Location identification items

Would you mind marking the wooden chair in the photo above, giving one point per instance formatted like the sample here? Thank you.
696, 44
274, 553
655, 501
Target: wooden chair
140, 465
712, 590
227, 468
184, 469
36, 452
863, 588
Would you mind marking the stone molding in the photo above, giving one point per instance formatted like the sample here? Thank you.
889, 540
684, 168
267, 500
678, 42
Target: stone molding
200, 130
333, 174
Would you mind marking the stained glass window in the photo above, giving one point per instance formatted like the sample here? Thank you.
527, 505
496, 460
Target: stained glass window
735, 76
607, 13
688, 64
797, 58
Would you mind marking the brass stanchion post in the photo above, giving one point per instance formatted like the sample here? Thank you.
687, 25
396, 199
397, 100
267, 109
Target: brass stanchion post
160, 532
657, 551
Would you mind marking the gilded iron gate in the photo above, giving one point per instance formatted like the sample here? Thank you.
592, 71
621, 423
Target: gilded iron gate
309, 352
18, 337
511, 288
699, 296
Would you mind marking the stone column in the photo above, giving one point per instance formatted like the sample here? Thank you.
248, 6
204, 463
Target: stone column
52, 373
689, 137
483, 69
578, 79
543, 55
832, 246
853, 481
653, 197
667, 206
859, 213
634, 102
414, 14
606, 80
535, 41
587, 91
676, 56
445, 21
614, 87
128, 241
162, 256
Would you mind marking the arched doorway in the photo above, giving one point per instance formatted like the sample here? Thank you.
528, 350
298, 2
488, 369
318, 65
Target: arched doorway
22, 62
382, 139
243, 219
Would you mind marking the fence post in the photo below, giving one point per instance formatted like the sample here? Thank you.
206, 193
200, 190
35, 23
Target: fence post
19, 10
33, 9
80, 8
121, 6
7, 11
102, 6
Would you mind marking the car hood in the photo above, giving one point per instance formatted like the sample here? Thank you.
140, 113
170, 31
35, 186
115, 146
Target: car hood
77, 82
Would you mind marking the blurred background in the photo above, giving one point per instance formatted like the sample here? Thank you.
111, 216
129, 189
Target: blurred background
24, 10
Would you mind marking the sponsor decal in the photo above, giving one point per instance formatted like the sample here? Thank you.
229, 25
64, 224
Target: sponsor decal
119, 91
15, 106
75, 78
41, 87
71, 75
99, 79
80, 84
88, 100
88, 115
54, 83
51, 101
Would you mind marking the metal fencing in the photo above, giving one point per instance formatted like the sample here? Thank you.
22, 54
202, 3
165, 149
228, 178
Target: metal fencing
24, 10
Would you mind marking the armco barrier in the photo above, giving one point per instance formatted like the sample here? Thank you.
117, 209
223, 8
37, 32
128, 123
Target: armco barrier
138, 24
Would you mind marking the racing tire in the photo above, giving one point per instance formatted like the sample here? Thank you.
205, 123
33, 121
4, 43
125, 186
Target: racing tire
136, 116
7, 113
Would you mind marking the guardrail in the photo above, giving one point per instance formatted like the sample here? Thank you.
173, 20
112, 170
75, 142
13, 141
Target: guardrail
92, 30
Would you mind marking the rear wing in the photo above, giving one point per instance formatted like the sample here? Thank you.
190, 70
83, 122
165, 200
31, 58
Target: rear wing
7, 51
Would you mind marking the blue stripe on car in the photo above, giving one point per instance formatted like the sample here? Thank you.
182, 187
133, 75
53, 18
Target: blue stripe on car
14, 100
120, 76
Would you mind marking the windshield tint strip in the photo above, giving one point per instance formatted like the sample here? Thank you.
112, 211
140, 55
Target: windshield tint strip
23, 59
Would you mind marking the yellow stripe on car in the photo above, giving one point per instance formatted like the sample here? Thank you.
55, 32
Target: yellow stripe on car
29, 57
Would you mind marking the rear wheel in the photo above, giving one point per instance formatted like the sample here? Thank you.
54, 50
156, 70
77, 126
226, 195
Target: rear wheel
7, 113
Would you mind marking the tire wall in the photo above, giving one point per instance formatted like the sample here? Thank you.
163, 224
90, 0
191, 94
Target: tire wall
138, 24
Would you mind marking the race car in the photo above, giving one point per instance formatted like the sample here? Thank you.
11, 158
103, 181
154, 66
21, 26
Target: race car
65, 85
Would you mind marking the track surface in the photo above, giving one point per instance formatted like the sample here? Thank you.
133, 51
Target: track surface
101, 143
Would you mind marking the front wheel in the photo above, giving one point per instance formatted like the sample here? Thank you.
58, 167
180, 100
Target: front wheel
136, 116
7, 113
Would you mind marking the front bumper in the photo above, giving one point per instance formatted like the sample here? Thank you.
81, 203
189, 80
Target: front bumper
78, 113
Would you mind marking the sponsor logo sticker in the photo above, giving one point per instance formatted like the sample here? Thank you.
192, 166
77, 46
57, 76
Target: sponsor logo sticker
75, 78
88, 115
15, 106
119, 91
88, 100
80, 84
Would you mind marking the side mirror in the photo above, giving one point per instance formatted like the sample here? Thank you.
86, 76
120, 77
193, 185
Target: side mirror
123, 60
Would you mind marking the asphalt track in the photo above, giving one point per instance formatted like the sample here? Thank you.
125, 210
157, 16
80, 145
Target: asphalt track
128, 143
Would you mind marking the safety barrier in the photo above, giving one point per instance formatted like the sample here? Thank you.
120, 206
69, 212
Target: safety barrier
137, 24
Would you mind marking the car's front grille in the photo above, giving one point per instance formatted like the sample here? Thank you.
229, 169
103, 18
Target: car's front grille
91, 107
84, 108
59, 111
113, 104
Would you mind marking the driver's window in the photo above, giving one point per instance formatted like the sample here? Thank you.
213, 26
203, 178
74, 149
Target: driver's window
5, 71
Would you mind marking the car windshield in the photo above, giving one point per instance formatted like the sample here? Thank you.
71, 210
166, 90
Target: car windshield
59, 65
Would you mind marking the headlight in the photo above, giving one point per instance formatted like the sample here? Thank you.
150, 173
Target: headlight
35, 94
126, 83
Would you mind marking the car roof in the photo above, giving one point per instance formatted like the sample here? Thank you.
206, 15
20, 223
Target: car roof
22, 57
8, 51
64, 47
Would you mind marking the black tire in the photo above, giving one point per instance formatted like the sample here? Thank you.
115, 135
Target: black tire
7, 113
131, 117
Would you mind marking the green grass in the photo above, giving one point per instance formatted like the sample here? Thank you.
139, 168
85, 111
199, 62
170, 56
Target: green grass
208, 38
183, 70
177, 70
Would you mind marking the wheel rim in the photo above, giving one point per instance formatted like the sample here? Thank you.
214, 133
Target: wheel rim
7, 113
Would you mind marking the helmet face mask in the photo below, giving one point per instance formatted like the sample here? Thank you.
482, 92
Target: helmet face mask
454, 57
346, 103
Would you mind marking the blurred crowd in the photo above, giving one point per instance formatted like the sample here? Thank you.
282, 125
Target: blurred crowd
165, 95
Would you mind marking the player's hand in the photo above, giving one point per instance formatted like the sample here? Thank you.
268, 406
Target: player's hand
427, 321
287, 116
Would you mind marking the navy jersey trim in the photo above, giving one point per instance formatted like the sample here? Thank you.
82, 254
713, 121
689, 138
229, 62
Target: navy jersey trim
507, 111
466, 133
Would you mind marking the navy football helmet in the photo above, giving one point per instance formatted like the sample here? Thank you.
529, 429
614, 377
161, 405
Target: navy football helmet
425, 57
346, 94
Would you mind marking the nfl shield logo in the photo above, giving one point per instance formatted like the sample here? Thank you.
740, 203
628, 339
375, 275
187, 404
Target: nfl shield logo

» **TASK INSTRUCTIONS**: In full and verbatim, repeat the records given above.

» **OUTPUT FOR THIS EXERCISE**:
Would you mind marking the wooden chair in the photo above, giving one point per instance formatted like the sample here? Thank you.
696, 44
274, 553
655, 501
Target: wooden chair
140, 465
712, 590
227, 468
184, 469
36, 452
863, 588
Would you mind marking the stone molding in the photo above, giving one point per instance formatted like the sample here? Thank you.
889, 540
684, 168
267, 500
678, 42
Target: stone molding
200, 130
333, 174
Would you mind marking the stained glass window in the photo above, giving one point per instance formatted like the sample here? Thank you.
527, 505
496, 460
Target: stained glass window
735, 76
607, 13
688, 64
797, 58
Would you mind marking the brass stanchion post in the photo above, giving one point per instance formatted like the sample here? Thank you.
687, 25
396, 199
397, 100
267, 109
Target: brass stanchion post
160, 532
657, 551
Would you mind marking the gilded iron gate in the photo above, giving one point per instance formatted like the sample here? Thank you.
592, 71
621, 423
Target: gilded iron gate
309, 352
18, 337
511, 288
699, 296
Would you mind marking the stone column in the photo above, giving one point per instance formatted like the sample here? Thank you.
248, 6
204, 463
Target: stone column
52, 373
689, 137
483, 69
578, 79
543, 55
832, 246
853, 481
653, 197
667, 206
859, 213
634, 102
414, 14
606, 80
535, 41
587, 91
676, 56
445, 21
614, 87
128, 241
162, 256
Would you mind marking the arched doorway in the photo above, giving one point per instance formatted like the sample here? Thank you.
528, 350
298, 2
488, 369
318, 65
Target: arched doorway
22, 62
382, 139
243, 219
Would you mind marking the fence post in the photo below, giving one point per instance formatted like the sample here? Thank you.
206, 193
200, 190
35, 23
Target: fence post
19, 10
33, 9
80, 8
121, 6
7, 11
102, 6
Would you mind marking the car hood in the photo above, giving one point per instance formatted like the sample here? Thank you.
140, 113
170, 31
35, 186
115, 146
Target: car hood
77, 82
Would you mind marking the blurred background in the photo above, giving one point per instance formatted like the sample here? Thank you.
111, 216
129, 189
Target: blurred background
24, 10
Would you mind marking the sponsor decal in the photo above, giving one point per instance formatted like the sample here? Thank you.
229, 25
64, 224
Target: sponsor decal
119, 91
15, 106
75, 78
41, 87
71, 75
99, 79
80, 84
88, 100
88, 115
54, 83
51, 101
Would you mind marking the metal fencing in the photo above, giving one point per instance formatted like the sample here? Thank you.
22, 54
202, 3
165, 149
228, 178
Target: metal fencing
24, 10
Would you mind marking the armco barrier in the photo above, giving one point per instance formatted like the sample here? Thank you.
117, 209
223, 8
37, 32
128, 123
Target: armco barrier
138, 24
Would you mind marking the racing tire in the photo above, giving one point per instance formatted like the sample here? Thank you.
205, 123
33, 121
4, 43
125, 186
Target: racing tire
136, 116
7, 113
Would you mind marking the guardrail in the photo above, giving one point per instance formatted like the sample here? Thank you.
173, 20
112, 170
75, 142
13, 141
Target: guardrail
92, 30
Would you mind marking the rear wing in the photo above, giving one point per instance formatted like the sample here? Thank you.
190, 70
83, 122
165, 200
31, 58
Target: rear wing
7, 51
Would you mind marking the blue stripe on car in the photo above, giving one point per instance formatted like the sample here? Thank you.
182, 187
133, 75
53, 18
Target: blue stripe on car
14, 100
120, 76
Would you mind marking the windshield tint strip in the photo above, giving one point per instance formatted like the sample here? Thank you.
112, 211
140, 55
Target: windshield tint strip
23, 59
Would you mind marking the yellow stripe on car in the photo above, giving one point per instance formatted like the sample here? Thank you.
55, 32
Target: yellow stripe on car
29, 57
Would you mind marking the rear wheel in the photo above, giving one point per instance formatted like the sample here? Thank you.
54, 50
156, 70
77, 126
226, 195
Target: rear wheel
7, 113
Would you mind marking the tire wall in the photo above, giving one point per instance formatted like the sample here? Thank you.
163, 224
90, 0
191, 94
Target: tire wall
138, 24
Would you mind marking the race car in the photo above, giving one point per instance formatted like the sample here? Thank you.
11, 158
103, 181
154, 66
21, 26
Target: race car
65, 85
Would you mind marking the track surface in the photo above, giving one point per instance formatted like the sample here? Thank you.
133, 51
Target: track surface
101, 143
Would you mind marking the front wheel in the photo above, giving one point per instance formatted like the sample here? Thank you.
58, 167
180, 100
Target: front wheel
136, 116
7, 113
Would you mind marking the front bumper in the photo above, giving one point per instance formatted like the sample here? Thank you.
81, 203
189, 80
Target: front bumper
78, 113
Would you mind marking the sponsor logo sticker in the photo above, giving one point per instance formatted like the sample here? Thank you.
192, 166
77, 46
57, 76
Target: sponsor logo sticker
75, 78
88, 115
15, 106
119, 91
88, 100
80, 84
Would you mind marking the side mirror in the photo above, giving one point per instance formatted like the sample here? Thank you.
86, 76
120, 77
193, 185
Target: side mirror
123, 60
Would you mind marking the asphalt track in the photo above, giving one point per instance formatted like the sample here? Thank you.
125, 210
157, 16
80, 145
Target: asphalt track
128, 143
Would you mind marking the safety barrier in the photo above, giving one point per instance formatted like the sample here? Thank you.
120, 206
69, 212
Target: safety barrier
137, 24
Would you mind marking the car's front grille in the photo above, giving one point per instance formatted like the sample here? Thank you.
229, 169
103, 18
Target: car's front grille
91, 107
84, 108
59, 111
113, 104
Would you mind marking the driver's window in the photo above, giving one point per instance formatted like the sample here? Thank you.
213, 26
203, 178
74, 149
Target: driver's window
5, 71
Would you mind marking the car windshield in the photo above, giving one point per instance formatted like the sample here? Thank you.
71, 210
166, 90
Target: car windshield
59, 65
Would you mind marking the headlight in the photo above, giving one point per instance formatted like the sample here? Thank you.
150, 173
Target: headlight
35, 94
126, 83
Would you mind marking the car roof in the photo above, giving one point per instance formatted like the sample here? Thank you.
206, 15
20, 223
Target: car roof
22, 57
8, 51
64, 47
Would you mind marking the black tire in the photo above, giving one point per instance formatted like the sample here? Thank you.
115, 135
Target: black tire
7, 113
131, 117
Would you mind marking the green grass in the photo above, giving one point per instance formatted like the sample here? Thank you.
139, 168
85, 111
199, 62
170, 56
Target: green grass
208, 38
183, 70
177, 70
Would you mind marking the wheel rim in the photo above, giving one point per instance formatted like the sample here? Thank you.
214, 133
Target: wheel rim
7, 113
Would you mind marking the helmet face mask in the photo below, giving one point per instance formatted like the sample here? Thank you.
482, 92
Target: helmet face mask
454, 57
346, 103
Would you mind marking the blurred crowd in the photo above, giving one point per instance formatted like the sample here? Thank you.
282, 125
Target: blurred crowd
165, 95
Would you mind marking the player's hand in the photo above, giving one point per instance formatted like the sample here? Thank you.
268, 406
Target: player's hand
427, 321
287, 116
Would you mind marking the navy jersey trim in the photo above, giving one point per instance formatted like the sample here? Thank you.
82, 254
713, 121
689, 138
229, 62
Target: navy jersey trim
507, 111
466, 133
Would you mind marking the navy football helmet in the photo above, giving one point per instance formatted like the sample here? Thank you.
529, 429
614, 377
161, 405
Target: navy football helmet
425, 57
346, 94
Would you mind marking the nfl shield logo in the photo above, giving one point per instance formatted like the sample here? Thank you.
740, 203
628, 339
375, 275
187, 404
Target: nfl shield logo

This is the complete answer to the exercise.